--- What you should do ---
Copy the retry text again, beginning at the words "Networks fail intermittently." and stopping after "exponential: 1, 2, 4, 8, ...", and swap "Networks" for "Connections" wherever it occurs.

--- Supplied text ---
+--

You wouldn’t do this in production (TLS is involved, headers are complicated), but it’s neat to know.

Limitations


4. Retry-with-exponential-backoff

Networks fail intermittently. Retry is essential. The canonical pattern:

retry() {
  local max=${1:-3}; shift
  local delay=1
  local attempt
  for ((attempt=1; attempt<=max; attempt++)); do
    if "$@"; then
      return 0
    fi
    if (( attempt < max )); then
      warn "command failed (attempt $attempt/$max); retrying in ${delay}s"
      sleep "$delay"
      delay=$((delay * 2))         # exponential: 1, 2, 4, 8, ...
    fi
  done
  error "command failed after $max attempts"
  return 1
}

# Usage
retry 5 curl -fsSL https://flaky-api.example.com/data

Improvements:

retry() {
  local max=${1:-3}
  local base_delay=${2:-1}
  local max_delay=${3:-60}
  shift 3
  local delay=$base_delay
  local attempt
  for ((attempt=1; attempt<=max; attempt++)); do
    if "$@"; then
      return 0
    fi
    if (( attempt < max )); then
      # Add jitter (0..delay/2) to avoid thundering herd
      local jitter=$(( RANDOM % (delay / 2 + 1) ))
      local sleep_for=$((delay + jitter))
      (( sleep_for > max_delay )) && sleep_for=$max_delay
      warn "attempt $attempt/$max failed; retrying in ${sleep_for}s"
      sleep "$sleep_for"
      delay=$((delay * 2))
    fi
  done
  return 1
}

retry 5 1 30 curl -fsSL "$URL"

+--

--- Rows ---

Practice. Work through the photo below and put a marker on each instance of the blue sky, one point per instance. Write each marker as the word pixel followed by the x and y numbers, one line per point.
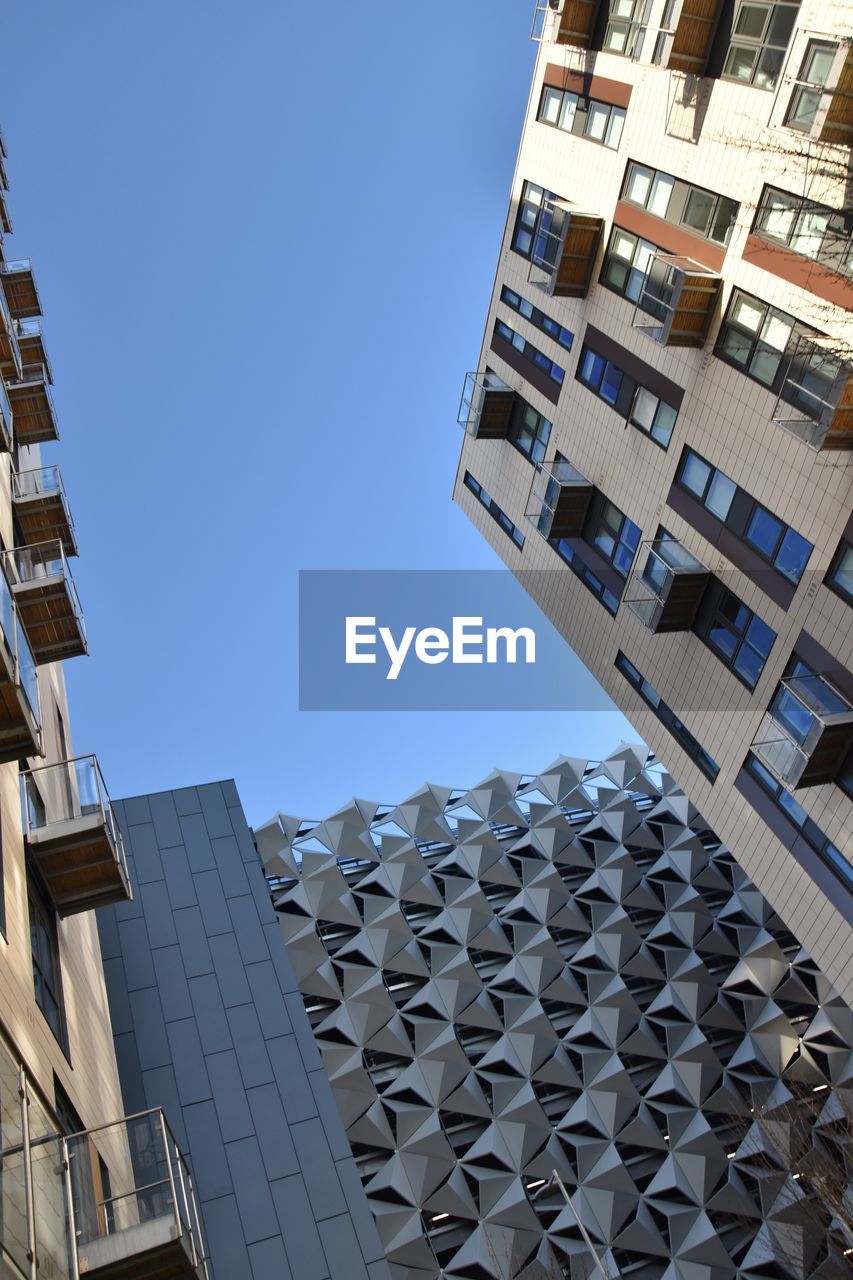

+--

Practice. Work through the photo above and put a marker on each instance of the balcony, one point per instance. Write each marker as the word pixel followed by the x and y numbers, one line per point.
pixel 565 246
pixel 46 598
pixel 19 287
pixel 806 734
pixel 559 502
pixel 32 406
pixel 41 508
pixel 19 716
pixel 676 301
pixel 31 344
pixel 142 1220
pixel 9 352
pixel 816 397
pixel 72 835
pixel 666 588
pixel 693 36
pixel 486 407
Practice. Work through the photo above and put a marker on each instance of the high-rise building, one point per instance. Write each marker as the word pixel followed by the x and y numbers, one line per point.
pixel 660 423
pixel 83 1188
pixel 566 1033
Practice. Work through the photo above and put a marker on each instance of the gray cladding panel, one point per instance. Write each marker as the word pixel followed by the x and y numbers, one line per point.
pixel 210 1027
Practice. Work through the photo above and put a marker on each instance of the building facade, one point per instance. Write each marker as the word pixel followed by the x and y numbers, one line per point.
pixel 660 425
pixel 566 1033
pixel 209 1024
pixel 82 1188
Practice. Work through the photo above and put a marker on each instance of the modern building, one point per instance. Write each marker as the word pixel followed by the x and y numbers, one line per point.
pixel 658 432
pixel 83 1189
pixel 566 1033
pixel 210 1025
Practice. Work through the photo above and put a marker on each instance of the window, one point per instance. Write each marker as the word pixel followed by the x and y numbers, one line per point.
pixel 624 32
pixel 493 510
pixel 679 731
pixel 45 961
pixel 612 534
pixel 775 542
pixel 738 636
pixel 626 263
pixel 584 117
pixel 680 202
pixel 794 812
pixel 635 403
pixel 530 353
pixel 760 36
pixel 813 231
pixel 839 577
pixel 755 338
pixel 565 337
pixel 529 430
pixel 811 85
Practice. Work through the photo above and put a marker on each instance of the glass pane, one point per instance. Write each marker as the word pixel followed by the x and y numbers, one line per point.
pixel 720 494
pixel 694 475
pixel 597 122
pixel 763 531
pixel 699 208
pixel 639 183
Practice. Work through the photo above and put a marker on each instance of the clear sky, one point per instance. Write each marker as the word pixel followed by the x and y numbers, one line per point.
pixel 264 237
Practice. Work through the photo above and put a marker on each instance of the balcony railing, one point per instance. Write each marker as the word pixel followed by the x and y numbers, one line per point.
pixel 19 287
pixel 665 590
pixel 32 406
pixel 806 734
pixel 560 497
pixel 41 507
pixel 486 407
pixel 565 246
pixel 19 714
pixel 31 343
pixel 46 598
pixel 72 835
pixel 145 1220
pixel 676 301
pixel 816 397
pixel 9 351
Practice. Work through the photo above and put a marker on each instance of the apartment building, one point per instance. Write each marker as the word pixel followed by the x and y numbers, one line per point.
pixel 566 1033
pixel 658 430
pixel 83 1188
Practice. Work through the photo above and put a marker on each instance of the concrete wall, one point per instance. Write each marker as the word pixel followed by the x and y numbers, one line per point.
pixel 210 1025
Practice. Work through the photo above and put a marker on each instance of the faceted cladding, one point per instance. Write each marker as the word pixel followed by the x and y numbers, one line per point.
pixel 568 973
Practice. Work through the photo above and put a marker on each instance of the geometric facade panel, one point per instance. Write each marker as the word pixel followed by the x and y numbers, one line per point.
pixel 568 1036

+--

--- Answer to the exercise ---
Connections fail intermittently. Retry is essential. The canonical pattern:

retry() {
  local max=${1:-3}; shift
  local delay=1
  local attempt
  for ((attempt=1; attempt<=max; attempt++)); do
    if "$@"; then
      return 0
    fi
    if (( attempt < max )); then
      warn "command failed (attempt $attempt/$max); retrying in ${delay}s"
      sleep "$delay"
      delay=$((delay * 2))         # exponential: 1, 2, 4, 8, ...